### PROVIDED TEXT
****

As already indicated, I am here faced
with two mutually destructive versions of the incident in question.
The version of the plaintiff
is irreconcilable with that of the
defendant. Accepting the one means of necessity a rejection of the
other.
[12].
In deciding where the truth lies, I have
to have regard to the probabilities. And in that regard, there are a
number of discrepancies
in the evidence of Mr Komako. So, for
example, previously inconsistent statements by him were highlighted.
His
viva voce
evidence was that the train did not stop at Croesus station, whereas
in his particulars claim, it was stated that the incident
happened
when the train moved off from the said station. Also, in his
narration to one of the experts, he stated that he was in
fact pushed
off the train by another passenger, who had lost his balance. There
can be little doubt that these statements by Mr
Komako – at
different points in time since the incident – are materially
contradictory, the one of the other.
[13].
What is more though is that, all things
considered, the plaintiff’s version seems to me to be an
inherently improbable one.
His version that he was pushed off the
train onto the platform and then inexplicable landed on the space
between the platform and
the railway tracks, makes very little, if
any sense. In my view, this sequence of events is a physical
impossibility, especially
if regard is had to the common cause fact
that there would have been insufficient space between the train and
the platform for
a person to fall onto the floor beneath the
platform. Moreover, his version that he was jostled out of the train
onto the platform
by other passengers, suggests that his momentum
would have propelled him away from the train and not back towards the
train. The
sum total of the aforegoing is that the plaintiff’s
version is inherently improbable and for that reason alone, it stands
to be rejected.
[14].
There are further inconsistencies and
discrepancies in the version of the plaintiff, which, as submitted by
Mr Opperman, who appeared
on behalf of the defendant, do not explain
how Mr Komako was the only passenger in the confusion, who fell off
the train. In fact,
no other commuters were injured in the incident.
And, to add insult to the injury, no one else reported an incident as
described
by the plaintiff.
[15].
Contrast this with the version of PRASA,
which has a ring of truth to it, not to speak of the fact that the
two main witnesses corroborate
each other in all of the material
respects. In any event, to accept the plaintiff’s version
implies of necessity that the
whole story by PRASA’s witnesses
is a fabrication. No such case was made out or could have been made
out on behalf of the
plaintiff. During cross-examination no attempt
was made to even begin to suggest a fabrication by these witnesses.

****

### DATA SHOWN
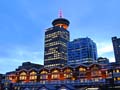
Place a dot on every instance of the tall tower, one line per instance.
(56, 39)
(116, 46)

****

### YOUR INSTRUCTIONS
Using the court ruling, answer these:
(a) According to Mr Komako's viva voce evidence, did the train stop at Croesus station?
(b) Who appeared on behalf of the defendant?
(c) How many other commuters were injured in the incident?

### THE OUTPUT
(a) No, he said the train did not stop there.
(b) Mr Opperman.
(c) None.